## Prompt
What is the number of lines in the following data that contain "white"? Answer with the number alone.

## Data provided
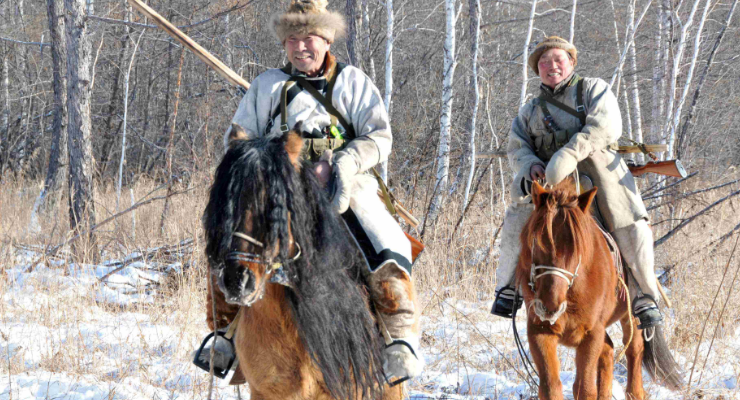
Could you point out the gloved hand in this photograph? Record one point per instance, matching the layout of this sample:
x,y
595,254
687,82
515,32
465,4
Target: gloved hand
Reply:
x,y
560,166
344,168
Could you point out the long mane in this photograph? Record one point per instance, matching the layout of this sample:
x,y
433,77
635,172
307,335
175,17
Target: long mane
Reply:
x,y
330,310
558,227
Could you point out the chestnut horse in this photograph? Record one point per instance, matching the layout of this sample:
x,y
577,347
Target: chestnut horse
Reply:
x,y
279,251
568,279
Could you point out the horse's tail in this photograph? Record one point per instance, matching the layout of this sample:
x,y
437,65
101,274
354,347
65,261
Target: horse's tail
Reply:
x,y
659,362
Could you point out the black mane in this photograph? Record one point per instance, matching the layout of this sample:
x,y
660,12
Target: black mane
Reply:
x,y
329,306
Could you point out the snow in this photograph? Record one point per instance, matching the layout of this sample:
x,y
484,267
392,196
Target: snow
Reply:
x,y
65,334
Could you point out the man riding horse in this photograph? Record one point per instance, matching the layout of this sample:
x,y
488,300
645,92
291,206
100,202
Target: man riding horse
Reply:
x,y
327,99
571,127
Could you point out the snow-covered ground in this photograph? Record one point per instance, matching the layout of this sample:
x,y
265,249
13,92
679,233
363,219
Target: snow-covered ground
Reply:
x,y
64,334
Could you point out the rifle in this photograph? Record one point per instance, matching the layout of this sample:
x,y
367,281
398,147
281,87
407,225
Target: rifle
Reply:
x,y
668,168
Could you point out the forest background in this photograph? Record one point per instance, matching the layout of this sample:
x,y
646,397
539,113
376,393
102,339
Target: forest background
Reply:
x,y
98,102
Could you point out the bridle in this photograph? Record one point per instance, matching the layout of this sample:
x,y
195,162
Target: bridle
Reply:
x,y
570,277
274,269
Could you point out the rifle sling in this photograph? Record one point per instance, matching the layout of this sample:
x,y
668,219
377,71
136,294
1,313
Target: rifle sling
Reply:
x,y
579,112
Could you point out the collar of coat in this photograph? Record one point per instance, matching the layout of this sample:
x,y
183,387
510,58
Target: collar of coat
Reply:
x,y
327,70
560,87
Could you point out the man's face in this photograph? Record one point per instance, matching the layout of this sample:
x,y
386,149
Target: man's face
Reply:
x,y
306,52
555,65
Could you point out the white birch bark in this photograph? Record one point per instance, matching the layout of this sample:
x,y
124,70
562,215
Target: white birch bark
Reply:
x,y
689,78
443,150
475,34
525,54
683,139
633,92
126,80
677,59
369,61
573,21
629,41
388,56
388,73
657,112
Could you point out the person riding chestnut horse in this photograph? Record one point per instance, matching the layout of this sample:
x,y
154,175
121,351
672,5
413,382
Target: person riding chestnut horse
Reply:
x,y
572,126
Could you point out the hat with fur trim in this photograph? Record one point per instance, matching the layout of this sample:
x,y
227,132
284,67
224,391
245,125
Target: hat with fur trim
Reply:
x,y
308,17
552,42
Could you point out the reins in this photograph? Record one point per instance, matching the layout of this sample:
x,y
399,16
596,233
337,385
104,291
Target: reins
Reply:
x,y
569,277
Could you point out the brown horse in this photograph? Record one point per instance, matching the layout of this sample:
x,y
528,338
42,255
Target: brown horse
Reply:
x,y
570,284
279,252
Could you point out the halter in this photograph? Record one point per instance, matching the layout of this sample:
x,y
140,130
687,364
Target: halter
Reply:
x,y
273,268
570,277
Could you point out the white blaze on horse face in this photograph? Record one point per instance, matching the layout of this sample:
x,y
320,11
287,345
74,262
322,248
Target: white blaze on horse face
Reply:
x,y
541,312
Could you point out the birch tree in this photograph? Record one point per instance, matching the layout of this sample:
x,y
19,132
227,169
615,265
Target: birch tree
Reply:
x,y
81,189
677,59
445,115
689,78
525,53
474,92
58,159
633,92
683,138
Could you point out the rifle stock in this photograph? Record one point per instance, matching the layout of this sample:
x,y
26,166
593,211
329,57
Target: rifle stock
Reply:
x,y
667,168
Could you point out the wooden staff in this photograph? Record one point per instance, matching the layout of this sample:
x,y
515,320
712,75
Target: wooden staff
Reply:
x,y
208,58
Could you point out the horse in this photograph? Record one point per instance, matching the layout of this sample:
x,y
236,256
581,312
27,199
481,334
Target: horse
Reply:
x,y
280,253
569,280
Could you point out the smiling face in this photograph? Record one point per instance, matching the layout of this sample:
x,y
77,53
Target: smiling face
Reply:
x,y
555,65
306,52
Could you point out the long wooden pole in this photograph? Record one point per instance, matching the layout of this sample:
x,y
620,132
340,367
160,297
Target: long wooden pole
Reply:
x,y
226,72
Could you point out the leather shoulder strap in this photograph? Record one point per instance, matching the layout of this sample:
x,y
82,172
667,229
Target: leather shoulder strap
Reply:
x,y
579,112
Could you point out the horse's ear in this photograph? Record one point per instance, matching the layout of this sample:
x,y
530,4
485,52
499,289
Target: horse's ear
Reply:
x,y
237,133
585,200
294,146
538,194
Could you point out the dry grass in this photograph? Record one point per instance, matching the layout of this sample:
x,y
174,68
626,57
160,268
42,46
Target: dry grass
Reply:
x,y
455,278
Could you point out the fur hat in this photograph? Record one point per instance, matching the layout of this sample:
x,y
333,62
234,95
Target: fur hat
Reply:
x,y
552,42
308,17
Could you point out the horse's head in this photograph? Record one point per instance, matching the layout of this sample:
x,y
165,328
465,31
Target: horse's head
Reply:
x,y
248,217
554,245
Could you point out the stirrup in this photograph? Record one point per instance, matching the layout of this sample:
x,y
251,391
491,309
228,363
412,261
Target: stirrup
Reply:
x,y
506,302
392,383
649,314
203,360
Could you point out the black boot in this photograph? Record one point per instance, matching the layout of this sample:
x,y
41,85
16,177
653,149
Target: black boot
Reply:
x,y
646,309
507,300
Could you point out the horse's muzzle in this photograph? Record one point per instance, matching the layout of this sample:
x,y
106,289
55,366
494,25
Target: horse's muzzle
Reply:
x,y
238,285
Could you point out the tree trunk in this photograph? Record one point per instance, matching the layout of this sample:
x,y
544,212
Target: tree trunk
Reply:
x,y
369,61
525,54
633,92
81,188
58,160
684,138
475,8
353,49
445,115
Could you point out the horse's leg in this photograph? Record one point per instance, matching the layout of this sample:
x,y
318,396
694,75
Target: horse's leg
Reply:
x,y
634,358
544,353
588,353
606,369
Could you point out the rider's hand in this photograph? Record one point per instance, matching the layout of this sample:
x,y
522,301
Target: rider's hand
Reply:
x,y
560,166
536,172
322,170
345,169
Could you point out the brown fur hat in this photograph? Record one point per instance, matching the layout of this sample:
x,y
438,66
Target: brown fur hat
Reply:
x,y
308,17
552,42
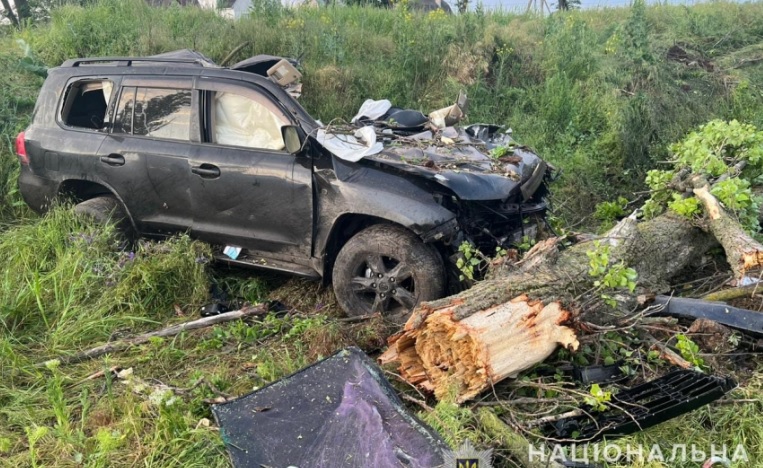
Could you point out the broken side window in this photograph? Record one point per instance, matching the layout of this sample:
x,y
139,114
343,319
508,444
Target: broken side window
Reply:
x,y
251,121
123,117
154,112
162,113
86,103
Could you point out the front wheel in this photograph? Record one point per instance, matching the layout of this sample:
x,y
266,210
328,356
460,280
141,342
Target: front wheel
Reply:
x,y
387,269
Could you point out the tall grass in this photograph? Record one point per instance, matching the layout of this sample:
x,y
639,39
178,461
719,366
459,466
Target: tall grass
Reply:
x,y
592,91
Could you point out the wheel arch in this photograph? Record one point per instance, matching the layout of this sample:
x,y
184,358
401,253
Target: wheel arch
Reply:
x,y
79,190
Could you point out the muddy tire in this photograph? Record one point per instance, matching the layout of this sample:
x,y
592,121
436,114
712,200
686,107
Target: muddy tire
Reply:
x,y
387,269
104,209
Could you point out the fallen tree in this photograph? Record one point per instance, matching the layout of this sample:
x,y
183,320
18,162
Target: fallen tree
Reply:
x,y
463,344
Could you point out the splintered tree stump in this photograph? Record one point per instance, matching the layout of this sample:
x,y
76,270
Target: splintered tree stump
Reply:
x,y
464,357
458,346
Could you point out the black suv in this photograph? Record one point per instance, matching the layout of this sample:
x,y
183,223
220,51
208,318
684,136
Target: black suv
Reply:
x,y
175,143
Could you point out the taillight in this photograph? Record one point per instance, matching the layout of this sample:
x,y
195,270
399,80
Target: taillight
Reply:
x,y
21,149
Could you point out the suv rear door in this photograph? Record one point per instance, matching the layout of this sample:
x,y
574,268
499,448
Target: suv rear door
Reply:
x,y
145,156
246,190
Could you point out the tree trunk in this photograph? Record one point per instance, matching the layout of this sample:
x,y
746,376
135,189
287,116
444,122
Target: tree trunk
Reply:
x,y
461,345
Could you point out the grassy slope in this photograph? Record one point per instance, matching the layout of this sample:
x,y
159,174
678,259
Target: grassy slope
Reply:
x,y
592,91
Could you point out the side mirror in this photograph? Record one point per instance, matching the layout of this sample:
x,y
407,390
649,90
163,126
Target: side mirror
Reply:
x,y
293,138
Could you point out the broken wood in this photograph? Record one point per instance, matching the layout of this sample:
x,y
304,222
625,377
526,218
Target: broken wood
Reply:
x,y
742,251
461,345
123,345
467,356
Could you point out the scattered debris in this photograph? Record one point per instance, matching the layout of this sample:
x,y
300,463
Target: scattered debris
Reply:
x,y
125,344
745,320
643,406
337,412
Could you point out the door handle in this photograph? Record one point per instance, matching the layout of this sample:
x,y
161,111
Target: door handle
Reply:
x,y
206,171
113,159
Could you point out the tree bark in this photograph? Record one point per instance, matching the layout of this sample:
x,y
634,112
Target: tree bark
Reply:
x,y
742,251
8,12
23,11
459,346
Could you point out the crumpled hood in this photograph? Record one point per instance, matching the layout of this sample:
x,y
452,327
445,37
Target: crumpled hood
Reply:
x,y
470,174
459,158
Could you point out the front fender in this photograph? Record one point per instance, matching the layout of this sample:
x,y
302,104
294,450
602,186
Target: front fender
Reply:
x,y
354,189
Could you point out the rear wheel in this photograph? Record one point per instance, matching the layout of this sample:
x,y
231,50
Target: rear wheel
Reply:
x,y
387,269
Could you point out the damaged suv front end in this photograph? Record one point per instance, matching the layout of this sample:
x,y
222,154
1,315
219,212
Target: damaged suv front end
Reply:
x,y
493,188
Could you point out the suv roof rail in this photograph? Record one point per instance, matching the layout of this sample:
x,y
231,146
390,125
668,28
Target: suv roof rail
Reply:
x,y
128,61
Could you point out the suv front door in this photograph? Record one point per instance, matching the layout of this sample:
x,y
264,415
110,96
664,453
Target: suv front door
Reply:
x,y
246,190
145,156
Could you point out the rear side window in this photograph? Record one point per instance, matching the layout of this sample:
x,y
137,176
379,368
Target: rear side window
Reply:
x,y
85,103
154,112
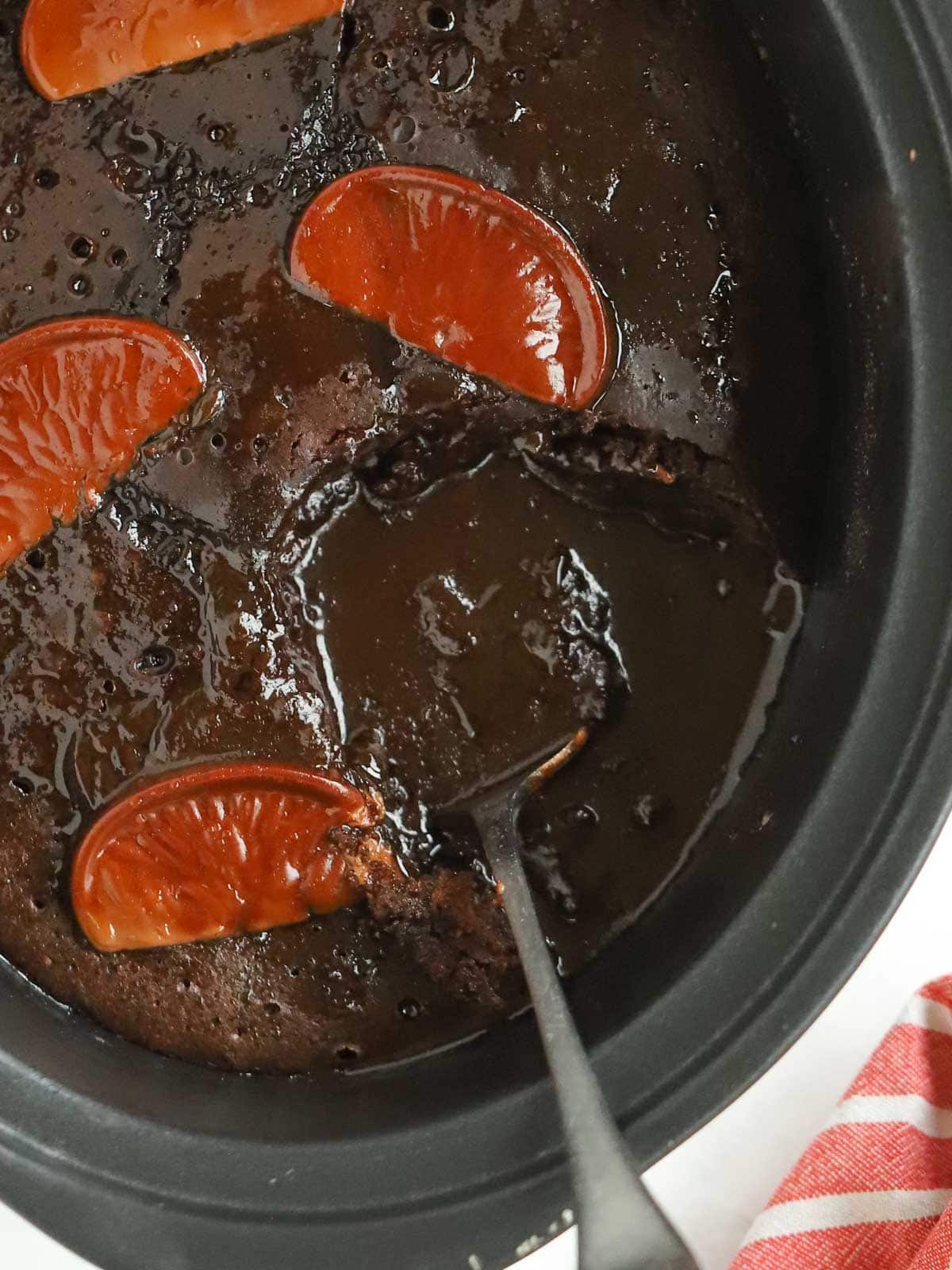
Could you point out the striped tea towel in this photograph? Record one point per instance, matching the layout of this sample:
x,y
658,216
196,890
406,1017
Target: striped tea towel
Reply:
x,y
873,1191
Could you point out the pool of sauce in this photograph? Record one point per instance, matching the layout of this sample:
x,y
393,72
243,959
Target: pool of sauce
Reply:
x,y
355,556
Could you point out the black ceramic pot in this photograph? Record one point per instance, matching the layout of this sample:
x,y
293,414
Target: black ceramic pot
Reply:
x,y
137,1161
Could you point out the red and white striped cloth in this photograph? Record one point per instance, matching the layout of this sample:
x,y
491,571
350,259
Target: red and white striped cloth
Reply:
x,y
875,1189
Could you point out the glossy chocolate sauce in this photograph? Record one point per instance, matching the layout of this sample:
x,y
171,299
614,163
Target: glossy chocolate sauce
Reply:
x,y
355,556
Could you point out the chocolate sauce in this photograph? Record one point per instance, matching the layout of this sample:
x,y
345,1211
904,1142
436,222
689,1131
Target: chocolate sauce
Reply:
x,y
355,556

## Response to this task
6